===== Supplied text =====
Questions of breeding and selection

Consider a game with a number of possible player actions. Actions are limited to a fixed distribution (N of X, M of Y etc). Each action has a duration cost. The actions are represented as cards, one card per action in the distribution.

Arbitrarily order the players. In turn order each player draughts an action from the available set of actions and places it at the end of a growing sequence of action cards. Do this until all actions have been placed into that sequence. Put the player markers on the first, second, third etc cards in the sequence in accordance with their initial player ordering.

The player whose marker is earliest on the action card track has the current turn. On their turn a player does an action. They either do the action of the card their marker is on or pay a fee and to move their marker to and do an action further ahead in the line. The fee is proportional to how far ahead they go. Action cards which have player markers on them are not available. After doing their selected action the player moves their marker forward by a number of cards equal to the duration cost of the action they selected. The card for the executed action is discarded. Depending on the duration and placement of their action selections a player may have multiple turns in a row. Any cards which end up earlier than all player markers upon a different player taking a turn are put at the other end of the action card track in an order selected by the active player.

This process repeats until some round ending condition (eg all of two actions done or only N possible actions left in the track) . The next round starts with building a new action track using the discarded cards on the end of the current track.
===== Available data =====
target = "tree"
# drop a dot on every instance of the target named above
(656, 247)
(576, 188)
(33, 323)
=====
**Tasks for this exercise**
(a) Extract the passage of the card-drafting game description that begins at "The player whose" and ends after "the active player.".
(b) Copy every line of the entries above, keeping each one unchanged.

**Solved tasks**
(a)
The player whose marker is earliest on the action card track has the current turn. On their turn a player does an action. They either do the action of the card their marker is on or pay a fee and to move their marker to and do an action further ahead in the line. The fee is proportional to how far ahead they go. Action cards which have player markers on them are not available. After doing their selected action the player moves their marker forward by a number of cards equal to the duration cost of the action they selected. The card for the executed action is discarded. Depending on the duration and placement of their action selections a player may have multiple turns in a row. Any cards which end up earlier than all player markers upon a different player taking a turn are put at the other end of the action card track in an order selected by the active player.

(b)
target = "tree"
# drop a dot on every instance of the target named above
(656, 247)
(576, 188)
(33, 323)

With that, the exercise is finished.